Point-per-instance localization data
--- START ---

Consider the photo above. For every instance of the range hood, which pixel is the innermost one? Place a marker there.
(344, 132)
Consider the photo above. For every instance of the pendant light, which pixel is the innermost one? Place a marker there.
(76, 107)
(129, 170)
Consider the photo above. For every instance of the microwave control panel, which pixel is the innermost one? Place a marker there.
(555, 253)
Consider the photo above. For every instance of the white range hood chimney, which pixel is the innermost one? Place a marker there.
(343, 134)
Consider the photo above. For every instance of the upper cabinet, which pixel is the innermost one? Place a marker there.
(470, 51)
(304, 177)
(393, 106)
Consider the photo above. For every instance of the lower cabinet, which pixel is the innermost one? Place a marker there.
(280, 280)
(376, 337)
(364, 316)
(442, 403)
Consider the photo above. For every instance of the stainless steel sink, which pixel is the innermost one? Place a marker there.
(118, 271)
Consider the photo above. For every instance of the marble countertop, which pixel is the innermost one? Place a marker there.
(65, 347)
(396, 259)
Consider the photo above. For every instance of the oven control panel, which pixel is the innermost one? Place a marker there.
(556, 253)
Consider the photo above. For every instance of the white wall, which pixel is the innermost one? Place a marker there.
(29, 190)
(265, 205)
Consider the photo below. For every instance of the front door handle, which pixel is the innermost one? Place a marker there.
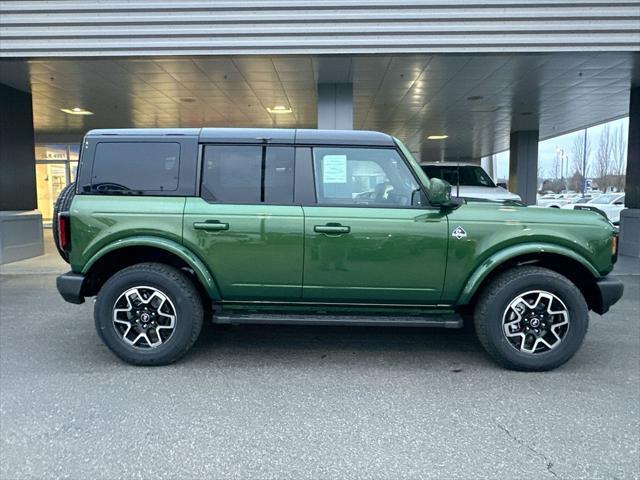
(211, 226)
(332, 228)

--- END ---

§ **WORK TASK**
Write out the lines beginning at the line with "Consider the photo above. For every instance of the lower" and ending at the last line of the entries. Include no pictures.

§ **WRITTEN RESPONSE**
Consider the photo above. For every instance of the lower cabinet, which pixel is the innermost one? Place a marker there.
(280, 280)
(376, 337)
(364, 316)
(442, 403)
Consider the photo above. For every instance of the stainless steel sink, which pixel is the innermost one? Place a marker there.
(118, 271)
Consider the photo above. For every instance of the marble countertop, which pixel is the innermost one? Place a marker there.
(65, 347)
(396, 259)
Consider the photo above. For every instance of the oven control panel, which pixel is the innermost one? Place a marker there.
(556, 253)
Consider the photo above. For every instance of the white wall, which pixel is the innermost one? Place a marker there.
(29, 190)
(265, 205)
Consider the photo below. For every instance of the front door handle, which pixel is the innermost one? Place a marker there.
(211, 226)
(332, 228)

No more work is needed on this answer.